Your objective: Word for word, the listing below should be printed again.

Supplied data:
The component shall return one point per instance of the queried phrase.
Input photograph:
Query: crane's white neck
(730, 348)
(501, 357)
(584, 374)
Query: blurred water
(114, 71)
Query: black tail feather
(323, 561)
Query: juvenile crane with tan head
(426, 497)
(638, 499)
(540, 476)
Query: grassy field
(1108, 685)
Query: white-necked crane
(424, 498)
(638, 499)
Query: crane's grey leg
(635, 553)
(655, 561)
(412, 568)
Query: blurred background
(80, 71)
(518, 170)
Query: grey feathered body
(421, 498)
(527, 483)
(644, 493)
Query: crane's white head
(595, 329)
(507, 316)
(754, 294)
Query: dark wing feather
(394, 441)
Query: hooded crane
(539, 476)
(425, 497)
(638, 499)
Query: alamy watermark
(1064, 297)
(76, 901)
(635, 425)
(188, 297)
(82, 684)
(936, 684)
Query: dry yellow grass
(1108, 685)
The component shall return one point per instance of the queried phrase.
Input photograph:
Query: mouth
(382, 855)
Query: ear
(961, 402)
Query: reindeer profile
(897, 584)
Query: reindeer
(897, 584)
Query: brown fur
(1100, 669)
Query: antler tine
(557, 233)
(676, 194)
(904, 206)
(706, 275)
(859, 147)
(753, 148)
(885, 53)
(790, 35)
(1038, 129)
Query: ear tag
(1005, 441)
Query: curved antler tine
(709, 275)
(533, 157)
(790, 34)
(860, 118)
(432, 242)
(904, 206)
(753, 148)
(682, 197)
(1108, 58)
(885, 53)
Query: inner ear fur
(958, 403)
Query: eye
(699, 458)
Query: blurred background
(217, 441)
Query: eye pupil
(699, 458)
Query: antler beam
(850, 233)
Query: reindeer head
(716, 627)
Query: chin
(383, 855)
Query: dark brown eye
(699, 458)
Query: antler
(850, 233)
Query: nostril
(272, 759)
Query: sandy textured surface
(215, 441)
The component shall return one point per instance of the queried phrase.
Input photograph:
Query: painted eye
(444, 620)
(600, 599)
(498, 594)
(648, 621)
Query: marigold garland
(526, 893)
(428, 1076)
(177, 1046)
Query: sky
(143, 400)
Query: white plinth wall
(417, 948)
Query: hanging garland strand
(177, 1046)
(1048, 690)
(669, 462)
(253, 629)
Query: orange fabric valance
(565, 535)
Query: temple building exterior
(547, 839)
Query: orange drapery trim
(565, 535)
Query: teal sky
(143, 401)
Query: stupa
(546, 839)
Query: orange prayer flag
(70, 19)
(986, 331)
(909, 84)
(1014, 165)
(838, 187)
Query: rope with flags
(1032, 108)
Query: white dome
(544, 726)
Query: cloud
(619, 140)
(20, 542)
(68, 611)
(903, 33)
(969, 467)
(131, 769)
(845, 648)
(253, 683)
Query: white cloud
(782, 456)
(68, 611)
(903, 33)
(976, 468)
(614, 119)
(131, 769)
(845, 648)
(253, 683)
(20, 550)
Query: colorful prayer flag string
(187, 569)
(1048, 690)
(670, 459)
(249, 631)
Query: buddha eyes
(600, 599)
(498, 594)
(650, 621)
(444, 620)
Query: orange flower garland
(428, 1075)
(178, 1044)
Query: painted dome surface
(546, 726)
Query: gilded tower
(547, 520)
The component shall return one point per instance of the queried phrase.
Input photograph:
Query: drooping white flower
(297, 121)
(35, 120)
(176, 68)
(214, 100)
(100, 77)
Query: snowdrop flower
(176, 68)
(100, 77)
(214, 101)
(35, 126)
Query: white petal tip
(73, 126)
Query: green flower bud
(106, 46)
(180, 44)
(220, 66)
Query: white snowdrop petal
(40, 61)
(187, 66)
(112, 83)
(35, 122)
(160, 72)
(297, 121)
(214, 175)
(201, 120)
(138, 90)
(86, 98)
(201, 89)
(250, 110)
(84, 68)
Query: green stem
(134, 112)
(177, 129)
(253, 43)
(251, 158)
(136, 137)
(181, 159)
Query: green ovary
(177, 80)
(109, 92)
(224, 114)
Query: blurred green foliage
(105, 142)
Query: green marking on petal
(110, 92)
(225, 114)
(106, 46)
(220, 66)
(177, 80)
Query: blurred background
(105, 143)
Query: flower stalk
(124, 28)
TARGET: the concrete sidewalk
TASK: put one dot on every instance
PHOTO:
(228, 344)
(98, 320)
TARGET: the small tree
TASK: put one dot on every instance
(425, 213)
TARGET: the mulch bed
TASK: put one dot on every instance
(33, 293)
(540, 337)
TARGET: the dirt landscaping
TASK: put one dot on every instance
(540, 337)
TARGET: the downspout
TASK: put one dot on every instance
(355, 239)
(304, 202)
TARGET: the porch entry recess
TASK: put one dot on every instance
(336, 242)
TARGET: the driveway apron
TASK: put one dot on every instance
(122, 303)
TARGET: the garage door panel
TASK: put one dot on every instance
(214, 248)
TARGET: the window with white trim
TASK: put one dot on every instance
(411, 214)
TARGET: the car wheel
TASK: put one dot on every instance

Solution to this task:
The component shall return one point per instance of the queried phrase.
Input photograph:
Query: crane's white neck
(730, 348)
(501, 357)
(584, 374)
Query: blurred water
(114, 71)
Query: black tail feather
(323, 561)
Query: juvenile crane with tan head
(426, 497)
(638, 499)
(540, 476)
Query: grassy field
(1108, 685)
Query: white-necked crane
(424, 498)
(638, 499)
Query: crane's grey leg
(635, 553)
(655, 561)
(412, 568)
Query: blurred background
(80, 71)
(518, 170)
Query: grey feathered body
(421, 498)
(527, 483)
(644, 493)
Query: crane's white head
(595, 329)
(507, 316)
(754, 294)
Query: dark wing feather
(394, 441)
Query: hooded crane
(539, 476)
(425, 497)
(638, 499)
Query: alamy watermark
(1064, 297)
(76, 901)
(635, 425)
(188, 297)
(82, 684)
(936, 684)
Query: dry yellow grass
(1108, 685)
The component shall return one point per instance of the queried phrase.
Input photograph:
Query: mouth
(382, 855)
Query: ear
(961, 402)
Query: reindeer profile
(897, 584)
Query: reindeer
(897, 584)
Query: brown fur
(1100, 669)
Query: antler tine
(557, 233)
(676, 194)
(904, 206)
(706, 275)
(859, 147)
(753, 148)
(885, 53)
(790, 35)
(1038, 129)
Query: ear tag
(1005, 441)
Query: curved antler tine
(709, 275)
(533, 157)
(790, 34)
(860, 118)
(432, 242)
(904, 206)
(753, 148)
(682, 197)
(1108, 58)
(885, 53)
Query: inner ear fur
(958, 403)
Query: eye
(699, 458)
Query: blurred background
(217, 441)
Query: eye pupil
(699, 458)
Query: antler beam
(850, 233)
Query: reindeer head
(716, 627)
Query: chin
(383, 855)
Query: dark brown eye
(699, 458)
Query: antler
(850, 233)
Query: nostril
(272, 759)
Query: sandy textured surface
(215, 441)
The component shall return one point per instance of the queried phrase.
Input photograph:
Query: painted eye
(444, 620)
(600, 599)
(498, 594)
(648, 621)
Query: marigold garland
(526, 893)
(428, 1076)
(177, 1046)
Query: sky
(143, 400)
Query: white plinth wall
(417, 948)
Query: hanging garland strand
(177, 1046)
(1048, 690)
(669, 462)
(253, 629)
Query: orange fabric valance
(565, 535)
Query: temple building exterior
(547, 839)
Query: orange drapery trim
(565, 535)
Query: teal sky
(143, 401)
Query: stupa
(546, 839)
Query: orange prayer flag
(70, 19)
(986, 331)
(909, 84)
(1014, 165)
(838, 187)
Query: rope with flags
(1032, 108)
Query: white dome
(544, 726)
Query: cloud
(619, 140)
(20, 542)
(68, 611)
(903, 33)
(969, 467)
(131, 769)
(845, 648)
(253, 683)
Query: white cloud
(782, 456)
(68, 611)
(903, 33)
(976, 468)
(614, 119)
(131, 769)
(845, 648)
(253, 683)
(20, 550)
Query: colorful prayer flag string
(187, 569)
(1048, 690)
(670, 459)
(249, 631)
Query: buddha eyes
(600, 599)
(498, 594)
(650, 621)
(444, 620)
Query: orange flower garland
(428, 1075)
(178, 1044)
Query: painted dome surface
(546, 726)
Query: gilded tower
(547, 520)
The component shall return one point per instance of the queried phrase.
Input photograph:
Query: drooping white flower
(297, 121)
(35, 120)
(176, 68)
(214, 100)
(100, 77)
Query: snowdrop flower
(176, 68)
(100, 77)
(214, 101)
(35, 126)
Query: white petal tip
(73, 126)
Query: green flower bud
(106, 46)
(180, 44)
(220, 66)
Query: white snowdrop petal
(40, 61)
(187, 66)
(112, 83)
(35, 122)
(160, 72)
(297, 121)
(214, 175)
(201, 120)
(138, 90)
(86, 98)
(201, 89)
(250, 110)
(84, 68)
Query: green stem
(134, 112)
(177, 129)
(253, 43)
(251, 158)
(136, 137)
(181, 159)
Query: green ovary
(177, 80)
(109, 92)
(224, 114)
Query: blurred green foliage
(105, 142)
Query: green marking on petal
(110, 92)
(225, 114)
(106, 46)
(220, 66)
(177, 80)
Query: blurred background
(105, 143)
Query: flower stalk
(124, 28)
TARGET: the concrete sidewalk
TASK: put one dot on every instance
PHOTO:
(228, 344)
(98, 320)
TARGET: the small tree
TASK: put one dot on every instance
(425, 213)
TARGET: the mulch bed
TASK: put one dot on every instance
(33, 293)
(540, 337)
TARGET: the dirt landscaping
TASK: put one dot on every instance
(540, 337)
TARGET: the downspout
TASK: put one dot on every instance
(355, 239)
(304, 202)
TARGET: the porch entry recess
TASK: put one dot on every instance
(336, 242)
TARGET: the driveway apron
TASK: put one dot on every instance
(122, 303)
TARGET: the garage door panel
TASK: put one dot on every instance
(214, 248)
TARGET: the window with white trim
TASK: put one dot on every instance
(411, 214)
TARGET: the car wheel
TASK: put one dot on every instance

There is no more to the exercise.